(SUPPLIED TEXT begins)
In the past decade, researchers have shown that transplanting fecal material from healthy donors can prevent recurrent C. difficile infections.3 However, this procedure is not without risks.

“To a certain extent, a fecal transplant is almost like going to the pharmacist where they take a little bit of everything off the shelf and put it into one pill, assuming that something will probably help,” said Jordan Bisanz, a biochemist and molecular biologist at The Pennsylvania State University, in a press release. “But we don’t know 100 percent what’s in there.”

Now, in research published in Cell Host & Microbe, Bisanz and his colleagues have identified which gut bacteria can suppress C. difficile infections, laying the foundation for probiotic-based strategies as an alternative to antibiotics and fecal microbiota transplants.4

Bisanz and his team started out by investigating C. difficile’s “friends,” microbes that coexist with it, and its “enemies,” those that may suppress the bacterium. They performed a meta-analysis of previously published studies containing information about C. difficile load in people alongside gut microbiome sequencing data. With the help of machine learning, they identified 25 bacterial strains that cooccurred with C. difficile, and 37 strains that were negatively correlated with its presence.
(SUPPLIED TEXT ends)
(ENTRIES SHOWN begins)
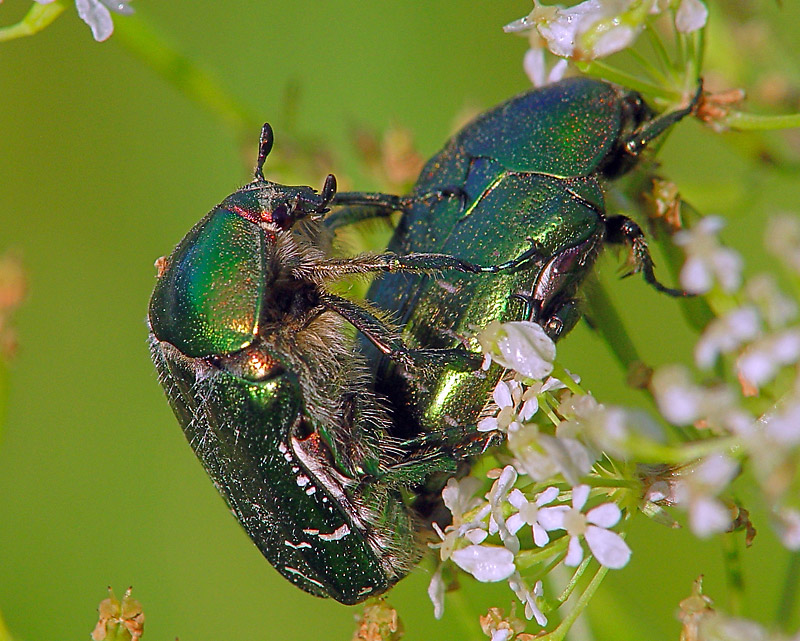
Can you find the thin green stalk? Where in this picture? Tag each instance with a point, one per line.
(661, 52)
(5, 635)
(757, 122)
(466, 616)
(184, 73)
(608, 323)
(573, 582)
(563, 375)
(39, 16)
(786, 603)
(648, 67)
(561, 631)
(600, 69)
(732, 560)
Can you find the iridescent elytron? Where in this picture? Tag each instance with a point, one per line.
(279, 405)
(530, 172)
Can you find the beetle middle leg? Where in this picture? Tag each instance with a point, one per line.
(367, 322)
(623, 230)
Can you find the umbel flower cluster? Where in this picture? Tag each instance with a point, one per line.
(575, 470)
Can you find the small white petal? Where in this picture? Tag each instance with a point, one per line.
(485, 563)
(695, 276)
(502, 395)
(788, 527)
(476, 535)
(533, 64)
(436, 593)
(708, 516)
(514, 523)
(605, 515)
(529, 408)
(691, 16)
(579, 496)
(548, 496)
(574, 552)
(517, 498)
(97, 16)
(607, 547)
(540, 536)
(552, 518)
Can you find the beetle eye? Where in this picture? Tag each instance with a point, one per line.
(281, 216)
(251, 364)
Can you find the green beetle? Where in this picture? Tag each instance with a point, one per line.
(277, 403)
(528, 178)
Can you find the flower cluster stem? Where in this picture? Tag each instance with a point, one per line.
(39, 16)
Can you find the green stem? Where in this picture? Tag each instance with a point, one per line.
(732, 561)
(184, 73)
(5, 635)
(789, 593)
(757, 122)
(466, 615)
(608, 323)
(562, 374)
(38, 17)
(563, 628)
(3, 404)
(602, 70)
(573, 582)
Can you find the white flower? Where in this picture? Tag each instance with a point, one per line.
(536, 68)
(607, 547)
(528, 597)
(508, 396)
(706, 259)
(759, 363)
(487, 563)
(519, 345)
(436, 593)
(691, 16)
(497, 497)
(597, 28)
(776, 309)
(459, 496)
(679, 400)
(783, 239)
(725, 334)
(528, 513)
(696, 490)
(788, 527)
(682, 402)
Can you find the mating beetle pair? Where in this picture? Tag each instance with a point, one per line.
(279, 406)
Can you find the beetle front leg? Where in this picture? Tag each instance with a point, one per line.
(364, 205)
(622, 229)
(332, 268)
(366, 321)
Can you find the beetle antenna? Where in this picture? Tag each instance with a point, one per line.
(264, 147)
(328, 191)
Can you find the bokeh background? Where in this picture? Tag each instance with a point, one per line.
(104, 165)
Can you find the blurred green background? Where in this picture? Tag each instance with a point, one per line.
(104, 166)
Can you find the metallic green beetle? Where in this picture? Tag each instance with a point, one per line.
(279, 406)
(276, 401)
(524, 178)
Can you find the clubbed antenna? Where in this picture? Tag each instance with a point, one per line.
(328, 190)
(264, 147)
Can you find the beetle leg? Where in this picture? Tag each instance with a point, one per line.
(388, 342)
(622, 229)
(651, 129)
(363, 205)
(331, 268)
(ENTRIES SHOWN ends)
ACTIVITY
For the passage on gut bacteria and C. difficile, decide whether each statement agrees with it, and answer yes or no with the deciding words of the passage quoted exactly. 1. The researchers found 37 bacterial strains that cooccurred with C. difficile. 2. Jordan Bisanz works at The Pennsylvania State University. 3. The team's meta-analysis drew on previously published studies.

TASK RESPONSE
1. No: "they identified 25 bacterial strains that cooccurred with C. difficile, and 37 strains that were negatively correlated with its presence."
2. Yes: "Jordan Bisanz, a biochemist and molecular biologist at The Pennsylvania State University"
3. Yes: "They performed a meta-analysis of previously published studies"